Exercise brief – Repeat each of the lines below verbatim, keeping every character unchanged.
## begin Input for this task
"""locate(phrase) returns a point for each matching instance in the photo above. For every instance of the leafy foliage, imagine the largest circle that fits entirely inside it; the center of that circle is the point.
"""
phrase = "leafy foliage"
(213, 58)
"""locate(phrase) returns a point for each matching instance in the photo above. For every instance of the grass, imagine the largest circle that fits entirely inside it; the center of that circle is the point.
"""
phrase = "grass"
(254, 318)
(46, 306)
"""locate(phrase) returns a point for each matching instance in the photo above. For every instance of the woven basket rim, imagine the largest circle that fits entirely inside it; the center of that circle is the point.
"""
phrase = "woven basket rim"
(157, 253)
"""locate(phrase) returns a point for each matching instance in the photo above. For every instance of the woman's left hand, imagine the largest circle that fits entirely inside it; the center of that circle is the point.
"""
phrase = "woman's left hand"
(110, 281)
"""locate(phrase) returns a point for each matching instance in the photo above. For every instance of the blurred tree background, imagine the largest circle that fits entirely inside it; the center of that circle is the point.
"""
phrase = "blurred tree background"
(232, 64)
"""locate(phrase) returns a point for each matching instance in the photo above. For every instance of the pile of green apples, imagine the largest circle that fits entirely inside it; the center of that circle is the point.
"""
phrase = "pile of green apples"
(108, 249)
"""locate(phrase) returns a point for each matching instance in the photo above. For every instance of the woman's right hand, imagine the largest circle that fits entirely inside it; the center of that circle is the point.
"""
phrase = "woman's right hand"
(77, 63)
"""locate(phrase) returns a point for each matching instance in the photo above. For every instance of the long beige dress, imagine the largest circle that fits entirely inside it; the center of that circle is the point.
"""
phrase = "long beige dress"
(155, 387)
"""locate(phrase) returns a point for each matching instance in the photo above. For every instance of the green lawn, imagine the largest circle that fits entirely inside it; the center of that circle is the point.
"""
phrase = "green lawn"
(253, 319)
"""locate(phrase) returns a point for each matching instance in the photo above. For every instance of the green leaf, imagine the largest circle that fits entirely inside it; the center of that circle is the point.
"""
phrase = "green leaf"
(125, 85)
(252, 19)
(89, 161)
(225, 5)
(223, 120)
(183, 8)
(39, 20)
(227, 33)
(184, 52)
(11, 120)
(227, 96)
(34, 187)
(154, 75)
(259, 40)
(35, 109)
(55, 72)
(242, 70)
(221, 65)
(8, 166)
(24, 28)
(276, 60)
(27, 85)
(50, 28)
## end Input for this task
The completed task –
"""locate(phrase) returns a point for each matching instance in the photo above. For every instance of the leafy foliage, imagine the largest circle that fits entirely inside it; the center of that circle is the point.
"""
phrase = "leafy foliage"
(213, 58)
"""locate(phrase) returns a point for each matching instance in the photo above. For every instance of the grass, imagine the largest circle that fits entirely inside it; the center of that circle is the point.
"""
phrase = "grass"
(254, 318)
(46, 306)
"""locate(phrase) returns a point for each matching instance in the photo above. For every instance of the woven basket rim, imagine the largest circle that fits entirely inside it; the center of that circle is the point.
"""
phrase = "woven basket rim"
(157, 253)
"""locate(phrase) returns a point for each matching instance in the photo above. For every instance of the woman's left hand, imagine the largest circle that fits entirely inside it; the center of that circle is the point.
"""
phrase = "woman's left hand"
(110, 281)
"""locate(phrase) returns a point for each matching instance in the photo above. For every instance of the blurred tree background, imagine the largest circle that fits entirely inside it; the center of that circle is the point.
"""
phrase = "blurred tree background"
(232, 64)
"""locate(phrase) returns a point for each matching instance in the photo above. For every instance of the pile of green apples, imagine the largest circle that fits entirely inside it; the center of that circle is the point.
"""
phrase = "pile of green apples"
(108, 249)
"""locate(phrase) returns a point for each matching instance in the photo above. For every instance of the woman's right hand, imagine the largest circle that fits entirely inside it; the center of that circle is the point.
"""
phrase = "woman's right hand"
(77, 63)
"""locate(phrase) returns a point for each matching instance in the photo above. For every instance of the long beige dress, imagine the largest circle that fits entirely inside it; the center of that circle is the point.
"""
phrase = "long beige dress"
(155, 387)
"""locate(phrase) returns a point for each matching instance in the photo above. For every instance of the green lawn, imagine the largest circle that fits entirely inside it; the center of that circle is the point.
"""
phrase = "green lawn"
(253, 319)
"""locate(phrase) returns a point for each matching instance in the photo above. For every instance of the green leaf, imagine the largest circle that fits entirely inside it; the center of that circle is the point.
"""
phrase = "green leaf"
(125, 85)
(252, 19)
(89, 161)
(225, 5)
(223, 120)
(183, 8)
(39, 20)
(227, 33)
(184, 52)
(11, 120)
(227, 96)
(34, 187)
(154, 75)
(259, 40)
(35, 109)
(55, 72)
(242, 70)
(221, 65)
(8, 166)
(24, 28)
(276, 60)
(27, 85)
(50, 28)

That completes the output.